WORK ITEM: Retype the entries exactly, keeping every line intact.

[DATA Boundary: Start]

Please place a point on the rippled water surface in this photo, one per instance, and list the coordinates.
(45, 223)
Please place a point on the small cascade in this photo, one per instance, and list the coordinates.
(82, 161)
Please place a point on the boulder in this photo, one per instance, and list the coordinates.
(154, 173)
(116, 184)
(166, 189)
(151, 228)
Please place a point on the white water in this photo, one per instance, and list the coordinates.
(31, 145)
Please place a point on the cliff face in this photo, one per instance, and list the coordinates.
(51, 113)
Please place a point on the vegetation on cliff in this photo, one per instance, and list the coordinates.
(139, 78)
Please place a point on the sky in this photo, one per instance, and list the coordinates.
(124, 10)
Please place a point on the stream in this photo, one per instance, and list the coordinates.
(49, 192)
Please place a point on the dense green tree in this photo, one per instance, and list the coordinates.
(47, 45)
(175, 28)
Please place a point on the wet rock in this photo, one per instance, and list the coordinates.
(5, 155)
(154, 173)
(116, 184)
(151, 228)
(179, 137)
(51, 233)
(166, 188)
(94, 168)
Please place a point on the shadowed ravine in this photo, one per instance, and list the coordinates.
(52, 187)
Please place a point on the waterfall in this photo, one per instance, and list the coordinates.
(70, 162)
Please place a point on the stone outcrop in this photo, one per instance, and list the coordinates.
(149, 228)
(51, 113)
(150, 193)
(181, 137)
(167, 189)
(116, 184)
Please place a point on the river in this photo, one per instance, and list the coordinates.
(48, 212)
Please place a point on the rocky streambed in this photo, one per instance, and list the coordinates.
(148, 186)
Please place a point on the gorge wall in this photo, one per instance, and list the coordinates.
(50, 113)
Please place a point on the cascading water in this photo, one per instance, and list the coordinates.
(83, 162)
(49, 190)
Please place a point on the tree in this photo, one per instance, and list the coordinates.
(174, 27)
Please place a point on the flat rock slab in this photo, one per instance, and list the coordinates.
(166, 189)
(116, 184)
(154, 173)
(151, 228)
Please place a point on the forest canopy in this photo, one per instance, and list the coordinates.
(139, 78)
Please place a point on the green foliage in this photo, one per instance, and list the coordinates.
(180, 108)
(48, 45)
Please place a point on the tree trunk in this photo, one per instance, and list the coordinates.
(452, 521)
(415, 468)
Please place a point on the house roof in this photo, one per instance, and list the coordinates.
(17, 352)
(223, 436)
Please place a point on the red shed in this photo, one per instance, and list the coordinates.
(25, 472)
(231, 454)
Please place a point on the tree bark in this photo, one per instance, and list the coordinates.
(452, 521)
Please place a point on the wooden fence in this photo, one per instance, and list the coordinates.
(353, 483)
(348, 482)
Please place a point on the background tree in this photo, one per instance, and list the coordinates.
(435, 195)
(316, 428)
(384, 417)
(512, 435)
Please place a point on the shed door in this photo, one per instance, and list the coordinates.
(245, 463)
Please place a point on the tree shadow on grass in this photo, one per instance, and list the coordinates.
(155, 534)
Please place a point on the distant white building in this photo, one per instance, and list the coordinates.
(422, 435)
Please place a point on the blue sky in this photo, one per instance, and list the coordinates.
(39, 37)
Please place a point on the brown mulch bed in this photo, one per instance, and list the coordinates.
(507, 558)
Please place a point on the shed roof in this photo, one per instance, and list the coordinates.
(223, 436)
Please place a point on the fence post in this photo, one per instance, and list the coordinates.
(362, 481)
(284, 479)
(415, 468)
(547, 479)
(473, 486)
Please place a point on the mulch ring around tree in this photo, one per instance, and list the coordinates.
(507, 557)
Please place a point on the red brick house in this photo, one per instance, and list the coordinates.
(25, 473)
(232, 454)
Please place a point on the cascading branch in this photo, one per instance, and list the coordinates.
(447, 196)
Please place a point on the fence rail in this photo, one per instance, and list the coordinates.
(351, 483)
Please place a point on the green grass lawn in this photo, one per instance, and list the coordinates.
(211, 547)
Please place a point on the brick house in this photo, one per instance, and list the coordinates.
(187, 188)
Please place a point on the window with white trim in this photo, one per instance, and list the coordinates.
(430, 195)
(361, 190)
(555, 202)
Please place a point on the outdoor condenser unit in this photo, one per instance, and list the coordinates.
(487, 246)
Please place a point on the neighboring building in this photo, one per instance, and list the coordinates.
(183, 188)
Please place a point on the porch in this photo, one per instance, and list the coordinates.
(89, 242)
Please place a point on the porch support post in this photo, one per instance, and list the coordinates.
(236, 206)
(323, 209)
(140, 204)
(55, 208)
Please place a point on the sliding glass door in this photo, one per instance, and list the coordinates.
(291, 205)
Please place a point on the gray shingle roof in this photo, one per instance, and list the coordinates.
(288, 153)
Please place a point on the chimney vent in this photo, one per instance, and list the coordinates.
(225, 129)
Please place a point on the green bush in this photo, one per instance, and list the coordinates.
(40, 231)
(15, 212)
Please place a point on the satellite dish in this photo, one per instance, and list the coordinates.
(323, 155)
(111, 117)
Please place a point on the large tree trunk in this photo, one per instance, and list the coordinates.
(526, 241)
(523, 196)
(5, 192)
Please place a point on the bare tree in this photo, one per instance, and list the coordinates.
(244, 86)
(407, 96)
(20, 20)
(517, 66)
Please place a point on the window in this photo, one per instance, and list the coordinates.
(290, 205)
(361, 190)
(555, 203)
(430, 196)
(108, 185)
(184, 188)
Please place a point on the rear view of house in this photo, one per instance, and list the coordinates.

[DATA Boundary: End]

COMPLETED EXERCISE:
Please place a point on the rippled water surface in this photo, one per instance, and list the coordinates.
(45, 223)
Please place a point on the small cascade in this photo, one per instance, and list the coordinates.
(82, 161)
Please place a point on the boulder in this photo, one per instance, and list the coordinates.
(154, 173)
(116, 184)
(166, 189)
(151, 228)
Please place a point on the white water in this photo, one per instance, and list the coordinates.
(31, 145)
Please place a point on the cliff face in this photo, one per instance, and list the coordinates.
(51, 113)
Please place a point on the vegetation on cliff in this photo, one per instance, and list the coordinates.
(139, 78)
Please place a point on the sky in this photo, one per instance, and list the coordinates.
(124, 10)
Please place a point on the stream in this photo, one per instance, and list the coordinates.
(49, 192)
Please place a point on the dense green tree in this photo, one per instance, and list the coordinates.
(47, 45)
(175, 28)
Please place a point on the wet rock in this photo, one per instance, and list the coordinates.
(5, 155)
(154, 173)
(116, 184)
(151, 228)
(179, 137)
(51, 233)
(166, 188)
(94, 168)
Please place a point on the shadowed ravine in this photo, one per instance, and list the coordinates.
(52, 187)
Please place a point on the waterfall in this photo, one per instance, and list the coordinates.
(70, 162)
Please place a point on the stone outcrop in this photo, one per instance, and list the coordinates.
(149, 228)
(51, 113)
(150, 193)
(181, 137)
(167, 189)
(116, 184)
Please place a point on the river in this photo, one per instance, and list the coordinates.
(48, 212)
Please place a point on the rocky streambed in this photo, one per instance, and list the coordinates.
(148, 186)
Please place a point on the gorge wall in this photo, one per instance, and list the coordinates.
(50, 113)
Please place a point on the cascading water in this photo, one per instance, and list the coordinates.
(83, 162)
(49, 190)
Please place a point on the tree in this photo, one per instance, and list the coordinates.
(174, 27)
Please place a point on the flat rock slab in this photo, one per instance, and list the coordinates.
(166, 189)
(116, 184)
(154, 173)
(151, 228)
Please place a point on the forest canopy in this photo, one per instance, and list the coordinates.
(139, 78)
Please place a point on the green foliage in this photo, one per instance, and list the coordinates.
(180, 108)
(48, 45)
Please place a point on the tree trunk in this photo, one per instance, and list the coordinates.
(452, 521)
(415, 468)
Please place a point on the house roof in this photo, one per instance, and list the coordinates.
(17, 352)
(223, 436)
Please place a point on the red shed in this photo, one per instance, and list the coordinates.
(25, 472)
(231, 454)
Please place a point on the tree bark in this photo, one per instance, and list the coordinates.
(452, 521)
Please place a point on the wooden fence in this photo, one per instance, and list the coordinates.
(353, 483)
(348, 482)
Please place a point on the background tree in this photo, one per instance, and list the coordinates.
(435, 195)
(316, 428)
(384, 417)
(512, 435)
Please place a point on the shed door in this photo, one per instance, and list the coordinates.
(245, 463)
Please place a point on the tree shadow on grass in this photo, one per instance, and list the coordinates.
(155, 534)
Please place a point on the distant white building in this photo, one per instance, and list the coordinates.
(422, 435)
Please place a point on the blue sky in this photo, one per instance, and list the coordinates.
(39, 37)
Please place a point on the brown mulch bed in this photo, one per instance, and list the coordinates.
(507, 558)
Please place a point on the shed roof in this photo, one per instance, and list the coordinates.
(223, 436)
Please place a point on the fence post in this photo, one per instance, and list the coordinates.
(362, 481)
(284, 479)
(415, 468)
(547, 479)
(473, 486)
Please place a point on the mulch ring around tree in this photo, one per instance, and list the coordinates.
(507, 557)
Please place a point on the red brick house in this photo, one per instance, and list the coordinates.
(25, 473)
(232, 454)
Please place a point on the cascading branch in this photo, one per instance, and list the coordinates.
(447, 196)
Please place a point on the fence rail in this photo, one per instance, and list the coordinates.
(351, 483)
Please place a point on the green grass lawn in this photo, one per instance, and list the coordinates.
(211, 547)
Please place a point on the brick house in this photo, one per instance, and list the coordinates.
(187, 188)
Please place a point on the window with white trim in this photo, one per instance, and list the coordinates.
(430, 195)
(361, 190)
(555, 202)
Please place a point on the outdoor condenser unit in this photo, one per instance, and list the coordinates.
(487, 246)
Please place a point on the neighboring building in this photo, one per instance, and list the coordinates.
(183, 188)
Please place a point on the porch in this photo, one per instance, and list the coordinates.
(89, 242)
Please place a point on the porch support post in this photo, one per instance, and list the coordinates.
(236, 206)
(323, 209)
(140, 204)
(55, 208)
Please place a point on the sliding glass door in this photo, one per instance, and list the coordinates.
(291, 205)
Please place a point on the gray shingle roof in this photo, one per instance, and list the coordinates.
(288, 153)
Please place a point on the chimney vent in this photo, one per instance, and list the coordinates.
(225, 129)
Please place a point on the green bush in this photo, one per instance, and list the coordinates.
(40, 231)
(15, 212)
Please place a point on the satellite dish in this photo, one per instance, and list the coordinates.
(323, 155)
(111, 117)
Please place a point on the large tree trunk in this photo, one per instance, and list the coordinates.
(526, 241)
(523, 196)
(5, 192)
Please place a point on the bare tree in this photo, one per instance, and list the coordinates.
(244, 86)
(407, 96)
(20, 20)
(517, 66)
Please place a point on the window in this photo, one per instance, and list the coordinates.
(290, 205)
(361, 190)
(555, 203)
(430, 196)
(108, 185)
(184, 188)
Please place a point on the rear view of house in this photo, one per instance, and list the coordinates.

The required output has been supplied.